- _TASK TO COMPLETE_
Pictures don't belong in the copy; print all the records exactly.

+ + +

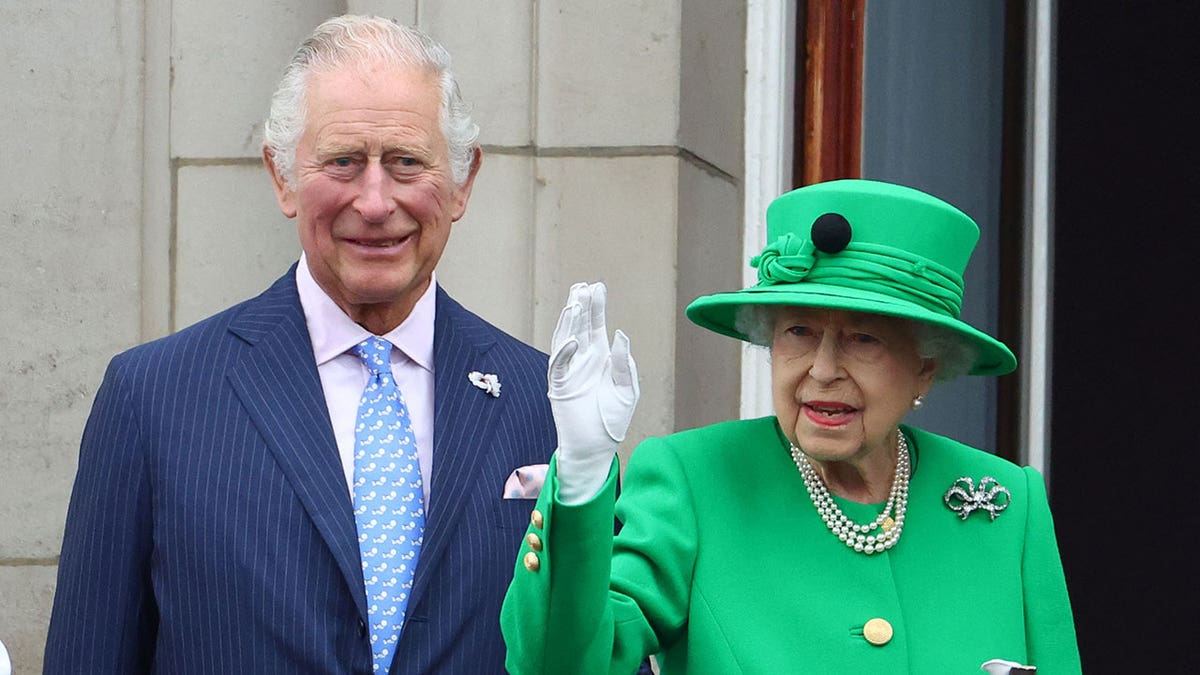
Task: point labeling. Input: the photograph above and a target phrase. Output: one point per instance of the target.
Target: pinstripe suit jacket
(210, 527)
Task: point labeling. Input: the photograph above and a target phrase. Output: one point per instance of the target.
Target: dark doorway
(1126, 401)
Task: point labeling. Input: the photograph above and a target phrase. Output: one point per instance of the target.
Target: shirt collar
(333, 333)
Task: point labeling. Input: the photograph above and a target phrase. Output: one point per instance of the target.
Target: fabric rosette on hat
(864, 246)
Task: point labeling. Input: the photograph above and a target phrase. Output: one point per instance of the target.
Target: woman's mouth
(827, 413)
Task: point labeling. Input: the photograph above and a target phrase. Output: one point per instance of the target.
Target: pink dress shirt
(343, 376)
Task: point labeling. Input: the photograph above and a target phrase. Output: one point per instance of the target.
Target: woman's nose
(827, 359)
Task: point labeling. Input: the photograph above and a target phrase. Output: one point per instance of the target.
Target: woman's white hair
(954, 354)
(349, 41)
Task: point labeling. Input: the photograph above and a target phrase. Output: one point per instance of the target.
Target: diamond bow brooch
(964, 497)
(486, 381)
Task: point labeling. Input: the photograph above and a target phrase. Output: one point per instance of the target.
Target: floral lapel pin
(486, 381)
(964, 497)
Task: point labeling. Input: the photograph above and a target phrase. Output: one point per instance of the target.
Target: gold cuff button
(877, 632)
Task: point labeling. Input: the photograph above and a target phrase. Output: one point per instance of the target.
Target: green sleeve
(594, 604)
(1048, 617)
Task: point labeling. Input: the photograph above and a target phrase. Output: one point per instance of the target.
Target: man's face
(373, 195)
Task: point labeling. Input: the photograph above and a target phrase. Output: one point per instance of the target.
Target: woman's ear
(928, 370)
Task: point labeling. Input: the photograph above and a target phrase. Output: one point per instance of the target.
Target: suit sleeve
(103, 617)
(594, 603)
(1050, 627)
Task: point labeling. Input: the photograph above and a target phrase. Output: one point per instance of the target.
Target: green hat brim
(719, 312)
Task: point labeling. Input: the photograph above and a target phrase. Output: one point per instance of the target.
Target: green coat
(724, 566)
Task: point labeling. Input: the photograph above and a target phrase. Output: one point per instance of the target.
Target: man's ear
(283, 195)
(462, 192)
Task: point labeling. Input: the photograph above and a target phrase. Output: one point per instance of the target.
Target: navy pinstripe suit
(210, 527)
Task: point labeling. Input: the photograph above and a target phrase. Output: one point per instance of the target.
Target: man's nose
(375, 202)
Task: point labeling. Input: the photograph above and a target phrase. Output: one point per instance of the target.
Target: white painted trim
(1036, 359)
(771, 45)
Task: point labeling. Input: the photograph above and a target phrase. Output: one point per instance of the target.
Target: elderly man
(331, 477)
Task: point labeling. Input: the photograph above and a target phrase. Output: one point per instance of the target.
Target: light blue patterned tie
(388, 501)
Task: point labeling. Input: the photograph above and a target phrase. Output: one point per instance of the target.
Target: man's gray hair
(349, 41)
(954, 354)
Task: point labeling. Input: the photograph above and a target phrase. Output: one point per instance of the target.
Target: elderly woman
(827, 538)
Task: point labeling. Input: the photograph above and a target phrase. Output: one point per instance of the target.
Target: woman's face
(843, 381)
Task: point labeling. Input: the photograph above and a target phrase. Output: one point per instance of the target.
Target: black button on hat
(831, 233)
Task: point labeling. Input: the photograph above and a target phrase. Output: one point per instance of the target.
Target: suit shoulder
(948, 455)
(198, 342)
(709, 443)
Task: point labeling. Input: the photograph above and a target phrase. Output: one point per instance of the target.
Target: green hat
(865, 246)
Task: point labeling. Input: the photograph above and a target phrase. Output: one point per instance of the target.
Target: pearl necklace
(862, 537)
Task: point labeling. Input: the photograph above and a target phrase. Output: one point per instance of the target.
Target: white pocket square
(525, 483)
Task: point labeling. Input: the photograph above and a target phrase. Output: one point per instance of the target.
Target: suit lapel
(277, 383)
(463, 417)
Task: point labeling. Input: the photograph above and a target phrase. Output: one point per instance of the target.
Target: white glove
(593, 393)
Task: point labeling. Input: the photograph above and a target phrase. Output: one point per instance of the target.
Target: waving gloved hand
(593, 392)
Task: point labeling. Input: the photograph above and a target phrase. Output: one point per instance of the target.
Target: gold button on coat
(877, 632)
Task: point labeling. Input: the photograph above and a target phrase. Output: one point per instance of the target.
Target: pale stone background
(132, 202)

+ + +

- _SOLUTION TO THIS TASK_
Task: point labeling. Input: the photograph above and a target phrase. Output: one point per instance of the target.
Target: pinstripe suit jacket
(210, 527)
Task: point labeling. Input: the photograph above and a target phrase. Output: one point per instance of the target.
Target: dark doorway
(1126, 401)
Task: point labeling. Input: the photograph above and a target phrase. Output: one point per instance of the target.
Target: shirt collar
(333, 333)
Task: point labeling. Input: the photograph above and a target phrase. Output: one point per instance of the target.
Target: fabric rosette on hat
(864, 246)
Task: point labeling. Input: the photograph above and a target phrase. Output: one point per instance of the target.
Target: woman's mouth
(827, 413)
Task: point labeling. Input: the photograph above and a target phrase. Output: one point per instance of the target.
Target: pink dress shirt
(343, 376)
Task: point labeling. Input: the photograph above and a target phrase. Output: one point per instance of the target.
Target: woman's nose
(827, 359)
Task: point labeling. Input: the photograph above and a target phrase. Output: one point per instance of the target.
Target: woman's white hair
(954, 354)
(349, 41)
Task: point labeling. Input: the photograph above and a target phrase. Output: one point per instance of the target.
Target: diamond bow brooch
(964, 497)
(486, 381)
Task: point labeling. Input: the photograph above and a target phrase. Output: one point per instance of the target.
Target: floral lapel pin
(486, 381)
(964, 497)
Task: point labeling. Input: the photograph above and a target phrase. Output: one point per instance of the target.
Target: gold cuff button
(877, 632)
Task: point labeling. Input: the photograph above and a target phrase. Output: one point per instance of the target.
Target: green sleeve
(594, 604)
(1048, 617)
Task: point labeling. Input: the photograph above and a target phrase. Output: one point per instance of the target.
Target: man's face
(373, 195)
Task: point labeling. Input: the photograph above and a target phrase. Output: one point per instance of the target.
Target: woman's ear
(928, 370)
Task: point labeling. Input: the photograph above and a target phrase. Output: one point per instance of the target.
Target: suit sleeve
(103, 617)
(594, 603)
(1050, 627)
Task: point labeling. Input: the photograph above and a target phrase. Output: one point per instance of the target.
Target: green hat brim
(719, 312)
Task: point labeling. Input: the photograph above and a target phrase. Output: one point per instance of the target.
Target: green coat
(724, 566)
Task: point labeling. Input: the photograph above and a target phrase. Output: one point per instance of the target.
Target: man's ear
(283, 195)
(462, 192)
Task: point labeling. Input: the photograph above and a target phrase. Output: one point per instance of the target.
Target: navy pinstripe suit
(210, 527)
Task: point labeling. Input: the photograph above and a target phrase. Output: one point per instance of the target.
Target: man's nose
(375, 202)
Task: point labeling. Input: the photograph above and a target phrase. Output: one point per instance of the target.
Target: white painted trim
(1036, 359)
(771, 45)
Task: point labeling. Input: the photograph above and a target phrase. Output: one point per instance of the target.
Target: elderly man
(331, 477)
Task: point labeling. Input: the photograph above and a target phrase. Output: one point per instance of the target.
Target: light blue patterned tie
(388, 501)
Task: point labeling. Input: the photograph above and a target phrase. Output: one point per instance of the target.
Target: man's gray hair
(349, 41)
(954, 354)
Task: point labeling. Input: the photograph above and a target phrase. Output: one point per instance of the target.
Target: elderly woman
(827, 538)
Task: point labeling. Input: the photograph above and a target phrase. Output: one point per instance of the target.
Target: woman's face
(843, 381)
Task: point labeling. Input: the photograph above and a target phrase. Output: one point per instance of the target.
Target: black button on hat
(831, 233)
Task: point labeling. Input: the photograph above and a target phrase. Output: one point per instance of the target.
Target: suit shoulder
(948, 455)
(198, 342)
(709, 443)
Task: point labeling. Input: the photograph above and a target phrase. Output: one point per instance of the target.
Target: green hat
(865, 246)
Task: point labeling. Input: the photograph above and a target phrase. Output: one point per instance of the target.
Target: pearl necklace
(862, 537)
Task: point labeling. Input: the photograph above and a target phrase. Output: one point per instance of the target.
Target: white pocket square
(525, 483)
Task: point labeling. Input: the photograph above and a target phrase. Output: one point per instance of the target.
Target: suit lapel
(277, 383)
(463, 417)
Task: point labeling. Input: the photograph above and a target phrase. Output: one point per instance of the target.
Target: white glove
(593, 393)
Task: point labeling. Input: the photograph above and a target phrase. Output: one point per instance of the target.
Target: waving gloved hand
(593, 392)
Task: point labeling. Input: the photograph above and a target phrase. Output: one point per instance of the target.
Target: gold button on coat
(877, 632)
Task: point labeling. Input: the photograph above and a target phrase. Output: one point per instance of the target.
Target: pale stone background
(132, 202)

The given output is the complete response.